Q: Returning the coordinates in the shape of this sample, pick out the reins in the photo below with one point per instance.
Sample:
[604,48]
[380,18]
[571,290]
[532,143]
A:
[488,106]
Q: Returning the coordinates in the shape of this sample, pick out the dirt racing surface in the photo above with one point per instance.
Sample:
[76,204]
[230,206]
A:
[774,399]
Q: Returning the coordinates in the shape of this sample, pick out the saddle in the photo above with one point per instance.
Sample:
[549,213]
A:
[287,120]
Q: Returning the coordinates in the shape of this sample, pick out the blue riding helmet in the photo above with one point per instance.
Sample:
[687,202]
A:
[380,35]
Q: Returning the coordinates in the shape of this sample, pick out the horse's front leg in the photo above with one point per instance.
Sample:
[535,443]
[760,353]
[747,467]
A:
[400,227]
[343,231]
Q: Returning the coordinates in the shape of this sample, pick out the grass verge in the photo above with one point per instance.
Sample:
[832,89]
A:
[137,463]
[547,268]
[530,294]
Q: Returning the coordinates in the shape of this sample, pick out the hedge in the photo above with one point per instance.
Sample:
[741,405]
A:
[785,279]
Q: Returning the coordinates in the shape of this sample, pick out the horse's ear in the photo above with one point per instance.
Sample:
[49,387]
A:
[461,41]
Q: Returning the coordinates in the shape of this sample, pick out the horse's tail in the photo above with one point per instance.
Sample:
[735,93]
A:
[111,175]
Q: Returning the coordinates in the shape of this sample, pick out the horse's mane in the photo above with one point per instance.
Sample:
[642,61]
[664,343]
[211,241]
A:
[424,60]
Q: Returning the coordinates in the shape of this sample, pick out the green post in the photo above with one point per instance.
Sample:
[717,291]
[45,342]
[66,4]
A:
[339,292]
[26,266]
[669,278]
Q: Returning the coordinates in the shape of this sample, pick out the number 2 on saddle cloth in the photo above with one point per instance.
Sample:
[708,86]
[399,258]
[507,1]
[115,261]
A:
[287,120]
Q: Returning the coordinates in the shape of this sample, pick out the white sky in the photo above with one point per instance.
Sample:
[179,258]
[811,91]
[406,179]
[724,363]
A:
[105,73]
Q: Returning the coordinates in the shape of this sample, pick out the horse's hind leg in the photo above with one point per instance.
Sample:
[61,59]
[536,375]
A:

● ● ●

DIRECTIONS
When a line of the entries above contains the word "saddle", include it in a tally, then give that tally alone.

WRITTEN SOLUTION
2